- _Exercise tasks_:
(a) Decide whether each statement agrees with the motor conversion discussion: (i) the first writer has some datasheets on the ADC motors; (ii) the field polarity on the DC motor's rotor is flipped once per rotation; (iii) mab claims expertise in motor conversions. For each, answer yes or no and quote the deciding words.
(b) Copy out the part of the motor conversion discussion from "I've heard about" up to and including "still do something.", without changing a word.

━━━ Supplied passage

I've heard about the ADC motors, of course, in terms of their performance as traction motors for EV's.  Got some datasheets...
Not sure what would happen if you change half of it... if the rest can still do something.
What can you say about the wiring in the stator?  How many teeth, what do the coils look like, gauge of wire, etc.
There are some basic electrical parameters (poles, coils, connection groups, etc.) that you need to know about before you start otherwise you'll get "lots of nothing".

Just for starters, the field polarity on the DC motor's rotor is flipped many times per rotation.  Just count the bars on the commutator....  Now consider the number of brushes on it... so that means how many poles...?

mab:
hmm.. I'm not a expert on motor conversions, but I have my doubts.

I assume it's wired like the old series wound car starter motors with 4 commutator brushes? 1 pair of brushes series connected with 2 stator coils?

my 1st thought is that the stator windings of these motors is designed to handle the full current of the motor with minimal voltage drop (on d.c.) so perhaps will not have enough turns to give you a good voltage as an alternator? - but that does depend on what voltage the motor was designed to run on and what voltage you are hoping for.

━━━━━━
━━━ Given material

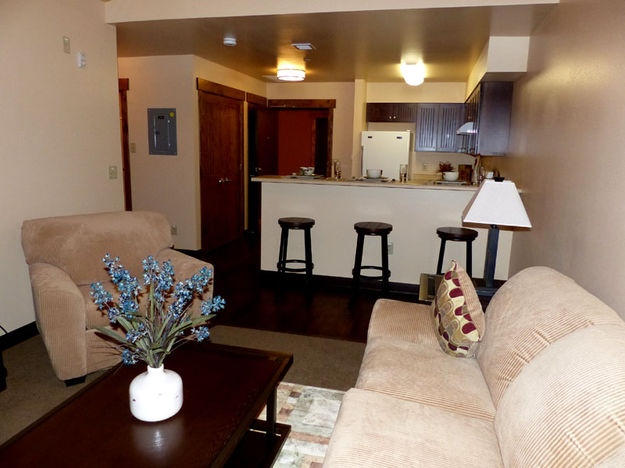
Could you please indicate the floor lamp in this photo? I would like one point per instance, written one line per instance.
(495, 204)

━━━━━━

- _Outputs_:
(a)
(i) Yes: "Got some datasheets..."
(ii) No: "the field polarity on the DC motor's rotor is flipped many times per rotation"
(iii) No: "I'm not a expert on motor conversions"

(b)
I've heard about the ADC motors, of course, in terms of their performance as traction motors for EV's.  Got some datasheets...
Not sure what would happen if you change half of it... if the rest can still do something.